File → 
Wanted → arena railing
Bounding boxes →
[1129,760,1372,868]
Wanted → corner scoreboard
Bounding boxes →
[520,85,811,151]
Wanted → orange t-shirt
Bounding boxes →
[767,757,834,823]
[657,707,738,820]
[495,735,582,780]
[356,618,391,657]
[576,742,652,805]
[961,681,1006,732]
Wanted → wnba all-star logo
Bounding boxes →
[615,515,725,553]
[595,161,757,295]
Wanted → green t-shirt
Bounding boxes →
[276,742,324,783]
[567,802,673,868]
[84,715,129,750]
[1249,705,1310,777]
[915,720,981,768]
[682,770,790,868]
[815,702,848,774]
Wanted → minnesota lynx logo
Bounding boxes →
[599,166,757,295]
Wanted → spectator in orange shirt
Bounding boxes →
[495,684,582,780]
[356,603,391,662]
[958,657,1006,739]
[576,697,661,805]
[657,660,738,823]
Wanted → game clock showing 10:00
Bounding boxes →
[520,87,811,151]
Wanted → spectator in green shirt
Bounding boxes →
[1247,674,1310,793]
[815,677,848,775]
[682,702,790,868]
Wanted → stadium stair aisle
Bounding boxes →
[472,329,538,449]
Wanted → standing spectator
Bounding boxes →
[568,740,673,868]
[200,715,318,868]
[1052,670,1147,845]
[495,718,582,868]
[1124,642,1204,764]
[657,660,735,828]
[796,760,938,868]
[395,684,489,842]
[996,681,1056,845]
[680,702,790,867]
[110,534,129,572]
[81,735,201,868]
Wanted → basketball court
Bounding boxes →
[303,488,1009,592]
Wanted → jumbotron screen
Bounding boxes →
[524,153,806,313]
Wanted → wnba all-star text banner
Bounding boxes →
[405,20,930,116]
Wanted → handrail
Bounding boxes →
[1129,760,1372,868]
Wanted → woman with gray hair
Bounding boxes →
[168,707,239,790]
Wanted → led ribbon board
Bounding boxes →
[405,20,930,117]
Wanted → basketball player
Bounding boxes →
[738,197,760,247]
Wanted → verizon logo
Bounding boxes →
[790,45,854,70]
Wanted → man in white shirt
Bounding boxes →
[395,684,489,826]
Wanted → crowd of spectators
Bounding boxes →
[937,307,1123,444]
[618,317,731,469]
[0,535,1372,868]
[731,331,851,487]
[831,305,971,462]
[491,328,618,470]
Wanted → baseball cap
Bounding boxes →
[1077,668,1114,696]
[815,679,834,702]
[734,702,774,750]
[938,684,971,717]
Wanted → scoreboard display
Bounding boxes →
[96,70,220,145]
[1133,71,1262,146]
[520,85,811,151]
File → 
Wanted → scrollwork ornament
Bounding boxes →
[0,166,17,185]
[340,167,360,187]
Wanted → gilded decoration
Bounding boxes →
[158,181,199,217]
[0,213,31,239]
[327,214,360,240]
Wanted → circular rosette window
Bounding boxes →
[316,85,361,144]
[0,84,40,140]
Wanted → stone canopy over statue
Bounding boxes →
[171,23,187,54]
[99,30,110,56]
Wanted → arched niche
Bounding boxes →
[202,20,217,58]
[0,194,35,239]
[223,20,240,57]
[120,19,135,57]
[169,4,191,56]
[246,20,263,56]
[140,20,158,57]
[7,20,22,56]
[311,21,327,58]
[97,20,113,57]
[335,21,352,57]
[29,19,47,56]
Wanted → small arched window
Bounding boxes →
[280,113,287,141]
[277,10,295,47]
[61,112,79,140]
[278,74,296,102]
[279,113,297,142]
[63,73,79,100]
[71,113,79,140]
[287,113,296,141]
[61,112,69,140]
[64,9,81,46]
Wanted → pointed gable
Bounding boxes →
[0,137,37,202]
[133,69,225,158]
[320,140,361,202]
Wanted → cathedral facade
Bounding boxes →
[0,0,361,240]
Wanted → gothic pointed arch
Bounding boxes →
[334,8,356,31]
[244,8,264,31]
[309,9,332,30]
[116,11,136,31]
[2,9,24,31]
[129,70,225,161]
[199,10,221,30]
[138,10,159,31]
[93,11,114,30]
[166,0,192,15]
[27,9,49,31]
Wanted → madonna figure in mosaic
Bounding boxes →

■ **INSTRUCTIONS FOR THE TASK**:
Copy every line of the records above word for word.

■ **EXERCISE RESULT**:
File → 
Wanted → arena railing
Bounding boxes →
[1129,760,1372,868]
Wanted → corner scoreboard
Bounding boxes →
[520,85,811,151]
Wanted → orange t-shirt
Bounding boxes →
[767,757,834,823]
[657,707,738,820]
[495,735,582,780]
[356,618,391,657]
[576,742,652,805]
[961,681,1006,732]
Wanted → wnba all-star logo
Bounding boxes →
[615,515,725,553]
[595,161,757,295]
Wanted → green t-shirt
Bounding boxes →
[276,742,324,783]
[567,802,673,868]
[84,715,129,750]
[1249,705,1310,777]
[915,720,981,768]
[682,770,790,868]
[815,702,848,774]
Wanted → minnesota lynx logo
Bounding boxes →
[599,166,757,295]
Wanted → spectator in orange shirt
Bounding boxes →
[495,684,582,780]
[356,603,391,662]
[958,657,1006,739]
[576,697,661,805]
[657,660,738,823]
Wanted → game clock showing 10:00
Bounding boxes →
[520,87,811,151]
Wanted → spectator in green shirt
Bounding boxes →
[1247,674,1310,793]
[815,677,848,775]
[682,702,790,868]
Wanted → stadium stair aisle
Bounding boxes →
[472,329,538,449]
Wanted → standing spectator
Bounding boxes →
[568,740,673,868]
[200,715,318,868]
[1052,670,1147,845]
[495,718,582,868]
[1124,642,1204,764]
[657,660,735,828]
[796,760,938,868]
[395,684,489,842]
[996,681,1056,845]
[680,702,790,867]
[110,534,129,572]
[81,735,201,868]
Wanted → basketball court
Bounding boxes →
[303,488,1009,592]
Wanted → jumbotron screen
Bounding boxes →
[524,153,806,313]
Wanted → wnba all-star text banner
Bounding boxes →
[405,20,930,116]
Wanted → handrail
Bounding boxes →
[1129,760,1372,868]
Wanted → woman with gray hair
Bounding boxes →
[168,707,239,790]
Wanted → led ribbon board
Bounding boxes →
[405,20,930,117]
Wanted → basketball player
Bounding boxes →
[738,197,760,247]
Wanted → verizon logo
Bounding boxes →
[790,45,854,70]
Wanted → man in white shirt
Bounding boxes →
[395,684,489,826]
Wanted → crowd of spectators
Bounding boxes →
[937,307,1123,444]
[618,317,731,469]
[0,535,1372,868]
[731,331,851,487]
[831,305,971,462]
[491,328,618,470]
Wanted → baseball cap
Bounding boxes →
[1077,668,1114,696]
[815,679,834,702]
[734,702,774,750]
[938,684,971,717]
Wanted → scoreboard display
Bounding boxes →
[96,70,220,145]
[1133,71,1262,146]
[520,85,811,151]
File → 
Wanted → scrollwork ornament
Bounding boxes →
[0,166,17,185]
[340,167,360,187]
Wanted → gilded decoration
Bounding boxes →
[158,181,199,217]
[0,213,31,239]
[327,214,360,240]
Wanted → circular rosette window
Bounding boxes →
[316,85,361,144]
[0,84,40,140]
Wanted → stone canopy over statue
Bounding boxes →
[171,23,187,54]
[99,30,110,56]
Wanted → arched niche
Bounding boxes →
[202,20,217,58]
[0,194,35,239]
[223,20,240,57]
[120,19,135,57]
[169,4,191,56]
[246,20,263,56]
[140,20,158,57]
[7,20,22,56]
[311,21,327,58]
[97,20,113,57]
[335,21,352,57]
[29,19,47,56]
Wanted → small arched window
Bounding boxes →
[280,113,287,141]
[277,10,295,47]
[61,112,79,140]
[278,74,296,102]
[279,113,297,142]
[63,73,79,100]
[71,113,79,140]
[287,113,296,141]
[61,112,69,140]
[64,9,81,46]
Wanted → pointed gable
Bounding boxes →
[0,137,37,202]
[133,69,225,158]
[320,140,361,202]
Wanted → cathedral facade
Bounding boxes →
[0,0,361,240]
Wanted → gothic pointed arch
Bounding boxes →
[334,8,356,31]
[244,8,264,31]
[309,9,332,30]
[116,11,136,31]
[2,9,24,31]
[129,70,225,161]
[199,10,221,30]
[138,10,159,31]
[93,11,114,30]
[166,0,192,15]
[27,9,49,31]
Wanted → madonna figure in mosaic
Bounding boxes →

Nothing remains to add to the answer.